(Records from a point labeling set)
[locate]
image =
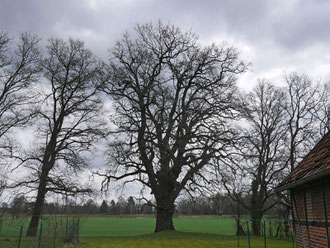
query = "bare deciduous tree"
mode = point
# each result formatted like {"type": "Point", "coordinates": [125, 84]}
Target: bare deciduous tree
{"type": "Point", "coordinates": [68, 121]}
{"type": "Point", "coordinates": [174, 100]}
{"type": "Point", "coordinates": [19, 67]}
{"type": "Point", "coordinates": [263, 147]}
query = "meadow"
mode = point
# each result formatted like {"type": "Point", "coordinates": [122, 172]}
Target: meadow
{"type": "Point", "coordinates": [125, 232]}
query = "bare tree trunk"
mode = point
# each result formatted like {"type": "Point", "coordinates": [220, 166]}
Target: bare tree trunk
{"type": "Point", "coordinates": [256, 222]}
{"type": "Point", "coordinates": [164, 219]}
{"type": "Point", "coordinates": [33, 226]}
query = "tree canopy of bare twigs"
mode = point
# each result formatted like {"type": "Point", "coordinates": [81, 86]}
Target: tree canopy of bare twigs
{"type": "Point", "coordinates": [68, 120]}
{"type": "Point", "coordinates": [174, 100]}
{"type": "Point", "coordinates": [19, 68]}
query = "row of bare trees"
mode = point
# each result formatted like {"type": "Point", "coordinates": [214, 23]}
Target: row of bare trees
{"type": "Point", "coordinates": [178, 123]}
{"type": "Point", "coordinates": [281, 125]}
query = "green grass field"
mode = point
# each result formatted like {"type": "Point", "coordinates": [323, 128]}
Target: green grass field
{"type": "Point", "coordinates": [105, 231]}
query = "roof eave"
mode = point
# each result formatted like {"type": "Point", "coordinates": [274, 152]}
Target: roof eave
{"type": "Point", "coordinates": [323, 173]}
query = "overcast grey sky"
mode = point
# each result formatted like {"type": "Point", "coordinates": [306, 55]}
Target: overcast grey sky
{"type": "Point", "coordinates": [276, 36]}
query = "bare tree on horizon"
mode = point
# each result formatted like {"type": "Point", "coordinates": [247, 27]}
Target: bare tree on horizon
{"type": "Point", "coordinates": [175, 101]}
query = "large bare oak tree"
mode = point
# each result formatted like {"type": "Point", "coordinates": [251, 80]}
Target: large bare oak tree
{"type": "Point", "coordinates": [174, 100]}
{"type": "Point", "coordinates": [19, 68]}
{"type": "Point", "coordinates": [68, 121]}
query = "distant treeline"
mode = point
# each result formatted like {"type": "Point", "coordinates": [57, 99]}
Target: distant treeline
{"type": "Point", "coordinates": [215, 205]}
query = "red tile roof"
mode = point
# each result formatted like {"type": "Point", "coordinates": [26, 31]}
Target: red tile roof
{"type": "Point", "coordinates": [317, 160]}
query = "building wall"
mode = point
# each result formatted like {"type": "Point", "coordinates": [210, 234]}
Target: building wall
{"type": "Point", "coordinates": [310, 216]}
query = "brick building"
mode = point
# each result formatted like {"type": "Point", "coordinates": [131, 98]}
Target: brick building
{"type": "Point", "coordinates": [309, 185]}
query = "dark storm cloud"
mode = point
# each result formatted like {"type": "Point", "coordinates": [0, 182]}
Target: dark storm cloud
{"type": "Point", "coordinates": [273, 35]}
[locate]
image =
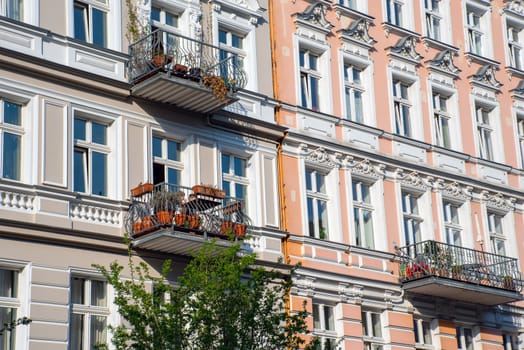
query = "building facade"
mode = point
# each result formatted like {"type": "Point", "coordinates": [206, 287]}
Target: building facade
{"type": "Point", "coordinates": [377, 143]}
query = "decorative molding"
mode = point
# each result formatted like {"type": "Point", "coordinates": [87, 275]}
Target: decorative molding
{"type": "Point", "coordinates": [497, 201]}
{"type": "Point", "coordinates": [315, 15]}
{"type": "Point", "coordinates": [365, 168]}
{"type": "Point", "coordinates": [444, 61]}
{"type": "Point", "coordinates": [320, 156]}
{"type": "Point", "coordinates": [486, 76]}
{"type": "Point", "coordinates": [405, 47]}
{"type": "Point", "coordinates": [359, 31]}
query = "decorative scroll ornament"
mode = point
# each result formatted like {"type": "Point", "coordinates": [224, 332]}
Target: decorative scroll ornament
{"type": "Point", "coordinates": [413, 180]}
{"type": "Point", "coordinates": [358, 30]}
{"type": "Point", "coordinates": [406, 47]}
{"type": "Point", "coordinates": [315, 14]}
{"type": "Point", "coordinates": [444, 61]}
{"type": "Point", "coordinates": [367, 169]}
{"type": "Point", "coordinates": [320, 156]}
{"type": "Point", "coordinates": [516, 6]}
{"type": "Point", "coordinates": [486, 75]}
{"type": "Point", "coordinates": [497, 201]}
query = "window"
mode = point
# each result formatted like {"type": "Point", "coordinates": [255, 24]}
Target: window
{"type": "Point", "coordinates": [510, 341]}
{"type": "Point", "coordinates": [520, 135]}
{"type": "Point", "coordinates": [372, 330]}
{"type": "Point", "coordinates": [485, 132]}
{"type": "Point", "coordinates": [411, 217]}
{"type": "Point", "coordinates": [433, 19]}
{"type": "Point", "coordinates": [464, 338]}
{"type": "Point", "coordinates": [496, 234]}
{"type": "Point", "coordinates": [515, 46]}
{"type": "Point", "coordinates": [394, 9]}
{"type": "Point", "coordinates": [89, 313]}
{"type": "Point", "coordinates": [9, 304]}
{"type": "Point", "coordinates": [354, 91]}
{"type": "Point", "coordinates": [13, 9]}
{"type": "Point", "coordinates": [309, 79]}
{"type": "Point", "coordinates": [363, 214]}
{"type": "Point", "coordinates": [232, 48]}
{"type": "Point", "coordinates": [324, 322]}
{"type": "Point", "coordinates": [476, 30]}
{"type": "Point", "coordinates": [90, 157]}
{"type": "Point", "coordinates": [402, 107]}
{"type": "Point", "coordinates": [234, 176]}
{"type": "Point", "coordinates": [316, 203]}
{"type": "Point", "coordinates": [441, 119]}
{"type": "Point", "coordinates": [90, 21]}
{"type": "Point", "coordinates": [167, 165]}
{"type": "Point", "coordinates": [422, 330]}
{"type": "Point", "coordinates": [452, 227]}
{"type": "Point", "coordinates": [11, 139]}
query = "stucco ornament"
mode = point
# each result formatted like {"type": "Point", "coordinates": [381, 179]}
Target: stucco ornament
{"type": "Point", "coordinates": [497, 201]}
{"type": "Point", "coordinates": [406, 47]}
{"type": "Point", "coordinates": [359, 31]}
{"type": "Point", "coordinates": [444, 61]}
{"type": "Point", "coordinates": [316, 15]}
{"type": "Point", "coordinates": [516, 6]}
{"type": "Point", "coordinates": [486, 75]}
{"type": "Point", "coordinates": [320, 156]}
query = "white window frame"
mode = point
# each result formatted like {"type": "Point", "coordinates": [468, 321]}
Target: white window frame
{"type": "Point", "coordinates": [519, 120]}
{"type": "Point", "coordinates": [400, 104]}
{"type": "Point", "coordinates": [88, 310]}
{"type": "Point", "coordinates": [359, 204]}
{"type": "Point", "coordinates": [462, 338]}
{"type": "Point", "coordinates": [371, 340]}
{"type": "Point", "coordinates": [317, 195]}
{"type": "Point", "coordinates": [177, 165]}
{"type": "Point", "coordinates": [88, 147]}
{"type": "Point", "coordinates": [15, 130]}
{"type": "Point", "coordinates": [422, 329]}
{"type": "Point", "coordinates": [477, 34]}
{"type": "Point", "coordinates": [515, 48]}
{"type": "Point", "coordinates": [486, 131]}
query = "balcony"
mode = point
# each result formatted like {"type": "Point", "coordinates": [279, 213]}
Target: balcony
{"type": "Point", "coordinates": [181, 71]}
{"type": "Point", "coordinates": [453, 272]}
{"type": "Point", "coordinates": [177, 220]}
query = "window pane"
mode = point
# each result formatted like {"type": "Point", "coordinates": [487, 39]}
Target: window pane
{"type": "Point", "coordinates": [99, 27]}
{"type": "Point", "coordinates": [99, 133]}
{"type": "Point", "coordinates": [12, 113]}
{"type": "Point", "coordinates": [80, 21]}
{"type": "Point", "coordinates": [98, 293]}
{"type": "Point", "coordinates": [12, 154]}
{"type": "Point", "coordinates": [75, 331]}
{"type": "Point", "coordinates": [8, 284]}
{"type": "Point", "coordinates": [173, 150]}
{"type": "Point", "coordinates": [80, 129]}
{"type": "Point", "coordinates": [99, 174]}
{"type": "Point", "coordinates": [77, 290]}
{"type": "Point", "coordinates": [98, 330]}
{"type": "Point", "coordinates": [173, 176]}
{"type": "Point", "coordinates": [79, 169]}
{"type": "Point", "coordinates": [157, 147]}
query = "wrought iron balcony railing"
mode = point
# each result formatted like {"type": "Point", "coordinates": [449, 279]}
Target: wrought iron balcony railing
{"type": "Point", "coordinates": [436, 259]}
{"type": "Point", "coordinates": [200, 210]}
{"type": "Point", "coordinates": [184, 57]}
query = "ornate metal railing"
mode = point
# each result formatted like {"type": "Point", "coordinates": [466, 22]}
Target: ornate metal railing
{"type": "Point", "coordinates": [184, 57]}
{"type": "Point", "coordinates": [199, 209]}
{"type": "Point", "coordinates": [431, 258]}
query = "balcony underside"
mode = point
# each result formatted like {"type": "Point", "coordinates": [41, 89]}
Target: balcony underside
{"type": "Point", "coordinates": [173, 241]}
{"type": "Point", "coordinates": [181, 92]}
{"type": "Point", "coordinates": [461, 290]}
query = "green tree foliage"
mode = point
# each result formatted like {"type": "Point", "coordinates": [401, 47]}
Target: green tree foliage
{"type": "Point", "coordinates": [220, 302]}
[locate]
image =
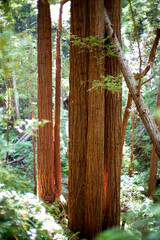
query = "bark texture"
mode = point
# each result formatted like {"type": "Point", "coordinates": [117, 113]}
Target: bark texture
{"type": "Point", "coordinates": [45, 153]}
{"type": "Point", "coordinates": [86, 124]}
{"type": "Point", "coordinates": [131, 83]}
{"type": "Point", "coordinates": [112, 147]}
{"type": "Point", "coordinates": [137, 76]}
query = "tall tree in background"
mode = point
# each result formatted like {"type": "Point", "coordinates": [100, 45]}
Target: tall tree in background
{"type": "Point", "coordinates": [152, 184]}
{"type": "Point", "coordinates": [45, 151]}
{"type": "Point", "coordinates": [86, 124]}
{"type": "Point", "coordinates": [57, 161]}
{"type": "Point", "coordinates": [112, 147]}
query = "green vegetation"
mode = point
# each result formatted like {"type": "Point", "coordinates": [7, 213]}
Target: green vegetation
{"type": "Point", "coordinates": [22, 216]}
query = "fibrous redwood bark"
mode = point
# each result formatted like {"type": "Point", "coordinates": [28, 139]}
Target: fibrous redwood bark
{"type": "Point", "coordinates": [131, 83]}
{"type": "Point", "coordinates": [45, 153]}
{"type": "Point", "coordinates": [86, 124]}
{"type": "Point", "coordinates": [57, 162]}
{"type": "Point", "coordinates": [112, 133]}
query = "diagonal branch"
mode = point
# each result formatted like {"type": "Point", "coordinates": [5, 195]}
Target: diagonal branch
{"type": "Point", "coordinates": [131, 83]}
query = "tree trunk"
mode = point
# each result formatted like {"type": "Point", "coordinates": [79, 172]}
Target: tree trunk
{"type": "Point", "coordinates": [112, 147]}
{"type": "Point", "coordinates": [8, 113]}
{"type": "Point", "coordinates": [86, 124]}
{"type": "Point", "coordinates": [45, 152]}
{"type": "Point", "coordinates": [57, 162]}
{"type": "Point", "coordinates": [132, 148]}
{"type": "Point", "coordinates": [154, 160]}
{"type": "Point", "coordinates": [16, 98]}
{"type": "Point", "coordinates": [126, 117]}
{"type": "Point", "coordinates": [131, 83]}
{"type": "Point", "coordinates": [143, 73]}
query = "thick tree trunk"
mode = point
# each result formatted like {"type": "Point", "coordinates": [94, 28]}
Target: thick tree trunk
{"type": "Point", "coordinates": [86, 124]}
{"type": "Point", "coordinates": [45, 153]}
{"type": "Point", "coordinates": [78, 121]}
{"type": "Point", "coordinates": [131, 83]}
{"type": "Point", "coordinates": [95, 130]}
{"type": "Point", "coordinates": [154, 159]}
{"type": "Point", "coordinates": [112, 147]}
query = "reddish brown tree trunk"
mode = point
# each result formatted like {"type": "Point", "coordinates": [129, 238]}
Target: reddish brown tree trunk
{"type": "Point", "coordinates": [45, 153]}
{"type": "Point", "coordinates": [132, 148]}
{"type": "Point", "coordinates": [8, 109]}
{"type": "Point", "coordinates": [86, 124]}
{"type": "Point", "coordinates": [154, 159]}
{"type": "Point", "coordinates": [57, 162]}
{"type": "Point", "coordinates": [112, 147]}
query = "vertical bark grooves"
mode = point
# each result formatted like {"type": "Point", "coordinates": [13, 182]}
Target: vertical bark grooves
{"type": "Point", "coordinates": [78, 121]}
{"type": "Point", "coordinates": [126, 117]}
{"type": "Point", "coordinates": [45, 165]}
{"type": "Point", "coordinates": [95, 135]}
{"type": "Point", "coordinates": [57, 162]}
{"type": "Point", "coordinates": [112, 144]}
{"type": "Point", "coordinates": [86, 128]}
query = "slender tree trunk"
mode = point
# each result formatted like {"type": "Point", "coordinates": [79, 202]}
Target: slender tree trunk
{"type": "Point", "coordinates": [143, 73]}
{"type": "Point", "coordinates": [142, 108]}
{"type": "Point", "coordinates": [112, 147]}
{"type": "Point", "coordinates": [8, 109]}
{"type": "Point", "coordinates": [132, 148]}
{"type": "Point", "coordinates": [154, 159]}
{"type": "Point", "coordinates": [86, 124]}
{"type": "Point", "coordinates": [45, 151]}
{"type": "Point", "coordinates": [57, 162]}
{"type": "Point", "coordinates": [16, 98]}
{"type": "Point", "coordinates": [126, 117]}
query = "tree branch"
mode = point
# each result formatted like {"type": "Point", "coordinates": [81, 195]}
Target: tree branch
{"type": "Point", "coordinates": [131, 83]}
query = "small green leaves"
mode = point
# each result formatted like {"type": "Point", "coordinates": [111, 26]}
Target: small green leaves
{"type": "Point", "coordinates": [110, 83]}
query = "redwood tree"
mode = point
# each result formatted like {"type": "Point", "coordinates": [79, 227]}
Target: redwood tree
{"type": "Point", "coordinates": [45, 153]}
{"type": "Point", "coordinates": [86, 123]}
{"type": "Point", "coordinates": [112, 144]}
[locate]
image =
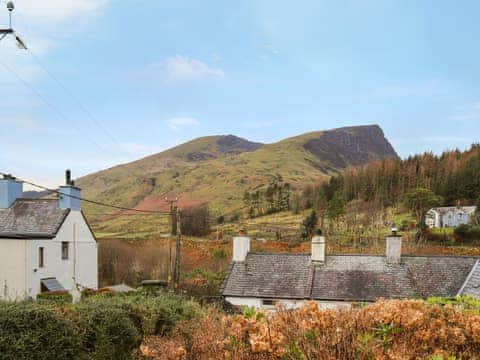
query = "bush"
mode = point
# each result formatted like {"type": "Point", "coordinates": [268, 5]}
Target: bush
{"type": "Point", "coordinates": [396, 329]}
{"type": "Point", "coordinates": [33, 331]}
{"type": "Point", "coordinates": [152, 315]}
{"type": "Point", "coordinates": [107, 333]}
{"type": "Point", "coordinates": [60, 298]}
{"type": "Point", "coordinates": [467, 233]}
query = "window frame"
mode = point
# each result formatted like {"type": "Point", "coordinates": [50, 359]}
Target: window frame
{"type": "Point", "coordinates": [41, 257]}
{"type": "Point", "coordinates": [65, 248]}
{"type": "Point", "coordinates": [269, 302]}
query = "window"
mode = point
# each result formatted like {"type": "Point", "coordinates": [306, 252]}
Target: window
{"type": "Point", "coordinates": [41, 259]}
{"type": "Point", "coordinates": [268, 302]}
{"type": "Point", "coordinates": [64, 250]}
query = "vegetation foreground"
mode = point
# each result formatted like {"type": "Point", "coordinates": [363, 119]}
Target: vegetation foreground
{"type": "Point", "coordinates": [143, 326]}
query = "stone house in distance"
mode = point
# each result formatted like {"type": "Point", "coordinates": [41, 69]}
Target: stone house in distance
{"type": "Point", "coordinates": [452, 216]}
{"type": "Point", "coordinates": [263, 280]}
{"type": "Point", "coordinates": [45, 244]}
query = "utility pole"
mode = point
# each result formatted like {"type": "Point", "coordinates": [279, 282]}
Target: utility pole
{"type": "Point", "coordinates": [9, 31]}
{"type": "Point", "coordinates": [176, 275]}
{"type": "Point", "coordinates": [173, 231]}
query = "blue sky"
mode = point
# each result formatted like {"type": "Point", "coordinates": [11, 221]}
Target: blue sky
{"type": "Point", "coordinates": [158, 73]}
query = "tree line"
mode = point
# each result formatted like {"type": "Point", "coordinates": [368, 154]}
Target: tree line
{"type": "Point", "coordinates": [453, 175]}
{"type": "Point", "coordinates": [275, 197]}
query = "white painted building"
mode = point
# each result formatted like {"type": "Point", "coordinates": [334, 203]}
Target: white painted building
{"type": "Point", "coordinates": [45, 244]}
{"type": "Point", "coordinates": [452, 216]}
{"type": "Point", "coordinates": [263, 280]}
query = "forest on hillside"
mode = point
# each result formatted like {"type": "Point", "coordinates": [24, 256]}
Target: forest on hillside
{"type": "Point", "coordinates": [453, 175]}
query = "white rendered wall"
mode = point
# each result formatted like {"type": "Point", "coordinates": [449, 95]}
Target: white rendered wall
{"type": "Point", "coordinates": [81, 265]}
{"type": "Point", "coordinates": [12, 269]}
{"type": "Point", "coordinates": [287, 304]}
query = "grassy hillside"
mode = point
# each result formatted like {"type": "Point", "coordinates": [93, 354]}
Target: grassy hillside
{"type": "Point", "coordinates": [218, 169]}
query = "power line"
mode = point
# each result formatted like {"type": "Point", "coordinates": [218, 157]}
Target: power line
{"type": "Point", "coordinates": [87, 200]}
{"type": "Point", "coordinates": [73, 96]}
{"type": "Point", "coordinates": [55, 109]}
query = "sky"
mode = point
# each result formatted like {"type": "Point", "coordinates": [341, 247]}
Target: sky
{"type": "Point", "coordinates": [109, 81]}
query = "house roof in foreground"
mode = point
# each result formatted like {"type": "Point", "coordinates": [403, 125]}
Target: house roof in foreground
{"type": "Point", "coordinates": [32, 218]}
{"type": "Point", "coordinates": [348, 277]}
{"type": "Point", "coordinates": [447, 209]}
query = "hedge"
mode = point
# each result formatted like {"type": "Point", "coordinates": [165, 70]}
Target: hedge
{"type": "Point", "coordinates": [99, 327]}
{"type": "Point", "coordinates": [32, 331]}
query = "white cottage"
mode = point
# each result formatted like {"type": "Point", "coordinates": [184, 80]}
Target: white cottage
{"type": "Point", "coordinates": [263, 280]}
{"type": "Point", "coordinates": [451, 216]}
{"type": "Point", "coordinates": [45, 244]}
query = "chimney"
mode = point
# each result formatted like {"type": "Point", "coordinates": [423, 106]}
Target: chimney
{"type": "Point", "coordinates": [394, 248]}
{"type": "Point", "coordinates": [70, 194]}
{"type": "Point", "coordinates": [10, 190]}
{"type": "Point", "coordinates": [318, 248]}
{"type": "Point", "coordinates": [241, 246]}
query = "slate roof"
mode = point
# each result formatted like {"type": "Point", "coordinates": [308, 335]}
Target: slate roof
{"type": "Point", "coordinates": [447, 209]}
{"type": "Point", "coordinates": [270, 275]}
{"type": "Point", "coordinates": [32, 218]}
{"type": "Point", "coordinates": [472, 284]}
{"type": "Point", "coordinates": [347, 277]}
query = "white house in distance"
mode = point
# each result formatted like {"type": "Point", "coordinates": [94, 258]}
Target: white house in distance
{"type": "Point", "coordinates": [263, 280]}
{"type": "Point", "coordinates": [45, 244]}
{"type": "Point", "coordinates": [451, 216]}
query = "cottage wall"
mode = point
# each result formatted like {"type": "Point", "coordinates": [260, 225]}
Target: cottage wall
{"type": "Point", "coordinates": [80, 267]}
{"type": "Point", "coordinates": [258, 303]}
{"type": "Point", "coordinates": [13, 282]}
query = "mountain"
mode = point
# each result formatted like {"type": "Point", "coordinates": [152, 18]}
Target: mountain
{"type": "Point", "coordinates": [218, 169]}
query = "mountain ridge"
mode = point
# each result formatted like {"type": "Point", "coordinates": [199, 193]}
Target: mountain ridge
{"type": "Point", "coordinates": [218, 169]}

▶ **Request**
Pull out every line of the records above that holds the word "background", and copy each one in full.

▶ **Finished answer**
query = "tall tree in background"
Target: tall tree in background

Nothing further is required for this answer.